▶ _GIVEN RECORDS_:

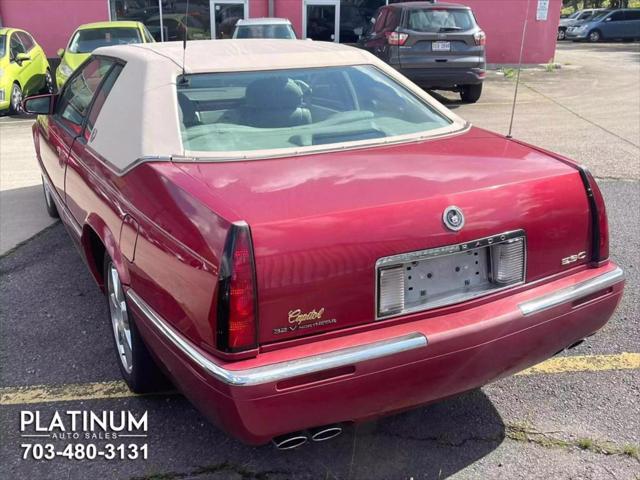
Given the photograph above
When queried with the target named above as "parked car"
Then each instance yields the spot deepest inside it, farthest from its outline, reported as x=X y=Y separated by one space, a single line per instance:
x=90 y=36
x=621 y=24
x=24 y=69
x=301 y=238
x=264 y=28
x=576 y=17
x=438 y=46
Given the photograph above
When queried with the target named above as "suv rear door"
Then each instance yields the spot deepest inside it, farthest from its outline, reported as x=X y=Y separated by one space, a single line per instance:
x=440 y=37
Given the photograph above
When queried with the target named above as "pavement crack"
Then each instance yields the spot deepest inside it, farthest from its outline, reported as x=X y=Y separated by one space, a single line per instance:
x=581 y=117
x=224 y=467
x=526 y=434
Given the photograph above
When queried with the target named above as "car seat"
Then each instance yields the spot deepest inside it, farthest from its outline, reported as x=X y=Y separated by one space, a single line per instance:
x=274 y=102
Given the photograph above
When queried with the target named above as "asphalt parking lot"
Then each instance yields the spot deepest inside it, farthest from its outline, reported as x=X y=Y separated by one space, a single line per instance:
x=576 y=417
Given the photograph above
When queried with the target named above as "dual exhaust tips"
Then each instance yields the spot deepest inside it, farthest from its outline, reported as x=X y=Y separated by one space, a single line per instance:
x=297 y=439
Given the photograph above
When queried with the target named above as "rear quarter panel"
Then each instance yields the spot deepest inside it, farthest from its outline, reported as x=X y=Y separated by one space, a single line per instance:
x=175 y=264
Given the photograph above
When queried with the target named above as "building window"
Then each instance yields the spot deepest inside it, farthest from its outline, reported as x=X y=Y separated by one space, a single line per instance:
x=355 y=18
x=166 y=20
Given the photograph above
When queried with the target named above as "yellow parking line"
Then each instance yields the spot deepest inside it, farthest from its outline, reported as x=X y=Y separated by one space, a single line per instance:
x=586 y=363
x=118 y=389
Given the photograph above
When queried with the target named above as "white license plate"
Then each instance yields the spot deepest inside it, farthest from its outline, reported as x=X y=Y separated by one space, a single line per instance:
x=441 y=46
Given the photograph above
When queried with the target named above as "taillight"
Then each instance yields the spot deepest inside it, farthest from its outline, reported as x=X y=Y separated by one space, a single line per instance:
x=396 y=38
x=599 y=222
x=237 y=311
x=480 y=38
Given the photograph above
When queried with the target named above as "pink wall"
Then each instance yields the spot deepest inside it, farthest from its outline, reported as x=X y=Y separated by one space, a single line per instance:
x=502 y=20
x=52 y=22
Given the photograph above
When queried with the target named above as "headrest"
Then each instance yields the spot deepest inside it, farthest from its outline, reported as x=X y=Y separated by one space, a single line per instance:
x=274 y=92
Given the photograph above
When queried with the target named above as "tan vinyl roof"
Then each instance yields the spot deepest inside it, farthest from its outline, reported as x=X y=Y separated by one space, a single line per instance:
x=140 y=117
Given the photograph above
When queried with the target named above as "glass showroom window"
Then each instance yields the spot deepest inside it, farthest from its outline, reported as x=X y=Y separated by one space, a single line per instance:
x=166 y=20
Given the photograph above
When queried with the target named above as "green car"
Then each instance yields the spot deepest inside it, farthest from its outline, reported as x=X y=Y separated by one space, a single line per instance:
x=90 y=36
x=24 y=69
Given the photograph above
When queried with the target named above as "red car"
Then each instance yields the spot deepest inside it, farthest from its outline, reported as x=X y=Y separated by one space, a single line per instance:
x=299 y=237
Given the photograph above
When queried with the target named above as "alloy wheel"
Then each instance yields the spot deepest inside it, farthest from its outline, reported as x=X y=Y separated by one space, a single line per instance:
x=119 y=318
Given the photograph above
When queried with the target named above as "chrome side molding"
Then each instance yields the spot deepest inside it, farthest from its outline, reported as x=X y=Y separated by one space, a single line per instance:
x=282 y=370
x=573 y=293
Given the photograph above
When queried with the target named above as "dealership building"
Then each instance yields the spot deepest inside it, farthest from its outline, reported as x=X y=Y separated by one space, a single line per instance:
x=52 y=22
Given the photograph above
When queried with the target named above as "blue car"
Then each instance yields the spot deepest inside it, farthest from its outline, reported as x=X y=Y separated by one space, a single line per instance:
x=614 y=24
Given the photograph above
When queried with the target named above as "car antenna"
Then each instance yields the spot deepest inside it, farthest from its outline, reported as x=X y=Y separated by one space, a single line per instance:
x=515 y=93
x=184 y=42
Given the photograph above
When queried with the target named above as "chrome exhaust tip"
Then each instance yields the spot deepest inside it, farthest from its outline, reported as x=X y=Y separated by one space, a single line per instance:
x=320 y=434
x=290 y=441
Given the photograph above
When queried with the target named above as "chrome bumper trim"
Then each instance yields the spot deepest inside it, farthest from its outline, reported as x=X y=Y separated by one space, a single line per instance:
x=283 y=370
x=573 y=293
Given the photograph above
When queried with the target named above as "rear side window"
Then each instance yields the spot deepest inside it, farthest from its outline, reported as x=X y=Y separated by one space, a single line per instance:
x=101 y=96
x=265 y=31
x=76 y=98
x=617 y=16
x=633 y=14
x=86 y=41
x=16 y=46
x=26 y=40
x=435 y=20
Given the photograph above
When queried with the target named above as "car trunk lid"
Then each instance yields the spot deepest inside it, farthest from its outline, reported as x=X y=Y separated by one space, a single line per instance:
x=321 y=222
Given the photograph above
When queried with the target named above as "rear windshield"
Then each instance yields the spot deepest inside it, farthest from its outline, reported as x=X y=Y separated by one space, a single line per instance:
x=231 y=112
x=265 y=31
x=86 y=41
x=439 y=20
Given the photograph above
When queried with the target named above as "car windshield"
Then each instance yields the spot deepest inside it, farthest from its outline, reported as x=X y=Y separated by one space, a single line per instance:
x=439 y=20
x=284 y=109
x=86 y=41
x=265 y=31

▶ _SHORT PROBLEM_:
Duplicate everything in the records from the start down to the line containing "x=576 y=417", including that line, and leave the pictures out of your answer.

▶ _RESULT FOR THIS EXERCISE_:
Given the photograph above
When queried with the target named above as "parked car"
Then each instance yields the spot deepest inside it, farthest from its outline, reported as x=X y=Y separated by one space, a single line per instance:
x=90 y=36
x=621 y=24
x=24 y=69
x=301 y=238
x=264 y=28
x=576 y=17
x=438 y=46
Given the photograph above
When queried with the target named above as "suv rear door"
Then each instance yields the spot deepest inside it, farthest from its outline, reported as x=X y=Y separated by one space, a single line per instance:
x=440 y=37
Given the photograph above
When queried with the target named above as "pavement crack"
Then each instance yields the spot deepest inside it, farthest from its outline, reported as x=X y=Y separated by one space, a single line per instance:
x=581 y=117
x=224 y=467
x=526 y=434
Given the photograph above
When queried with the target named above as "car seat"
Then each instance yields the spot deepest inside it, farthest from its outline, reported as x=X y=Y separated by one space, a single line per instance:
x=274 y=102
Given the photograph above
When queried with the target named above as "asphalt parking lot"
Then each instance yields the spot deepest inside it, farthest from its outline, reported as x=X y=Y separated by one space, a single line per instance:
x=576 y=417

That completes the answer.